→ Dataset excerpts:
====

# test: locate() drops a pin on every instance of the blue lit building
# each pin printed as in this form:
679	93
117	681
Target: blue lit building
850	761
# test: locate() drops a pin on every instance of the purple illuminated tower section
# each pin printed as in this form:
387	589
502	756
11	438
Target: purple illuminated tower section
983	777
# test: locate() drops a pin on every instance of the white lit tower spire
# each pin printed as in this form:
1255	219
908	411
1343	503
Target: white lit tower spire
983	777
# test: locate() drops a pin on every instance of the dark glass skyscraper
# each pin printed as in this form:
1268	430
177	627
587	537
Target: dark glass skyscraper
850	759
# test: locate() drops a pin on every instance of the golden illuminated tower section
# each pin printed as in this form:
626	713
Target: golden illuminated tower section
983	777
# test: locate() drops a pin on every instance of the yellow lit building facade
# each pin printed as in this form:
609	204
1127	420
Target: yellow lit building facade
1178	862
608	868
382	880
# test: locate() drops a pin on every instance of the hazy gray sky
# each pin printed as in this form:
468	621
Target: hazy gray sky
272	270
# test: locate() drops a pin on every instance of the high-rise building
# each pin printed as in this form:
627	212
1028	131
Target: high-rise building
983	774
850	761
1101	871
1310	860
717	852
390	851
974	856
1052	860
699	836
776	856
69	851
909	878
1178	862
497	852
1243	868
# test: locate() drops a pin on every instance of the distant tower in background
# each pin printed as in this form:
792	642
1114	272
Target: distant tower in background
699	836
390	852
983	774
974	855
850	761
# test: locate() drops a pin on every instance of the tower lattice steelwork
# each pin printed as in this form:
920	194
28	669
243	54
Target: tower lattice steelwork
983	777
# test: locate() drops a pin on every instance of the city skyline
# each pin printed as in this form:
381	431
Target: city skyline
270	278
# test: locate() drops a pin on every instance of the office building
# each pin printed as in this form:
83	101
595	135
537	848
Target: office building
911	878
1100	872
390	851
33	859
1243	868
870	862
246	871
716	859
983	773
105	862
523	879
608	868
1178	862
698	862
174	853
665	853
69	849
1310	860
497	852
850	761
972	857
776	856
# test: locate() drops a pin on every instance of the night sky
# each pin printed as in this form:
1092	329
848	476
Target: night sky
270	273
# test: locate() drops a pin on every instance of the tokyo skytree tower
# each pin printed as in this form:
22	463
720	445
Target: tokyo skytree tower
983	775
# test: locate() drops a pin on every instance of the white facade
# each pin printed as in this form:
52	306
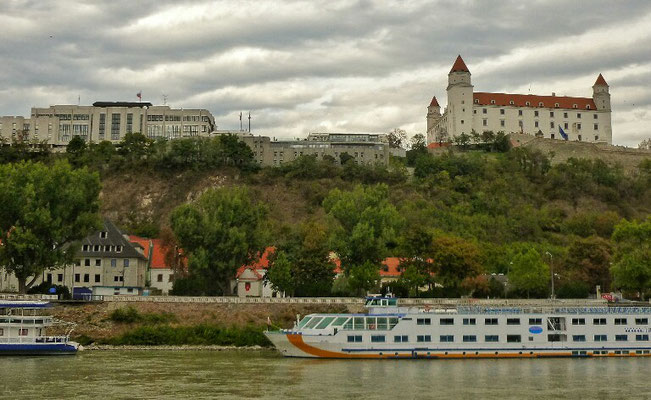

====

→ Exercise brief: Quote the listing above in full, except for the pictures.

→ Written answer:
# test: locate() drops a pin on every instance of the blue lit building
# each pin printed as in this form:
679	93
117	681
Target: blue lit building
850	761
# test: locate() drops a pin on every instance of the purple illuminated tower section
# each pin printed as in this form:
387	589
502	756
11	438
Target: purple illuminated tower section
983	777
# test: locate() drops a pin on every instance of the white lit tower spire
# each pin printed as in this form:
1255	219
908	411
1343	503
Target: white lit tower spire
983	777
# test: locate() drops a pin on every instance of the dark glass skyscraper
# each pin printed as in this form:
1268	430
177	627
587	537
Target: dark glass skyscraper
850	759
# test: locate() drops a pin on every instance of the golden illuminated tower section
# each pin printed as in this form:
626	713
Target: golden illuminated tower section
983	777
# test: locate() drops a pin on every instance of the yellow lit building facade
# each pin printed as in this form:
609	204
1127	420
Target: yellow lit building facade
1178	862
608	868
382	880
# test: locate() drops a pin on every instance of the hazy gray sky
# each pin printed as in this form:
468	621
Target: hazy gray sky
272	270
# test: locate() drops a pin on every instance of the high-rise building
# each pin printed as in this form:
627	212
1028	131
Target: high-rise building
983	774
850	761
1101	871
1310	860
717	852
390	851
974	856
1052	860
699	836
776	856
69	851
909	878
1178	862
497	852
1243	868
# test: locate() drops a pin on every instance of the distant tower in background
# each pin printed as in this form:
792	642
1114	272
Target: distant tower in background
699	836
390	852
983	774
974	855
850	761
# test: locate() drops a pin on every instance of the tower lattice steelwork
# each pin printed as in this form:
920	194
28	669
243	54
Target: tower lattice steelwork
983	777
# test: locate() drops a pin on every instance of the city skyline
# each pin printed as in this form:
381	431
Target: city skyline
270	278
# test: locate() drops a pin on every instance of the office building
# each pin printed as in this form:
83	101
595	135
537	848
Target: office building
911	878
1100	872
390	851
33	859
1243	868
870	862
246	871
716	859
983	773
105	862
523	879
608	868
1178	862
698	862
174	853
665	853
69	849
1310	860
497	852
850	761
972	857
776	856
# test: locate() drops a pin on every instance of the night sky
# each pin printed as in this form:
1092	329
848	476
Target: night sky
270	273
# test: locate() drops a pin on every instance of the tokyo skytree tower
# each pin printed as in this form:
22	463
720	445
Target: tokyo skytree tower
983	775
# test: locate() drops a pin on every instance of the white facade
# each pin printed as in this form:
52	306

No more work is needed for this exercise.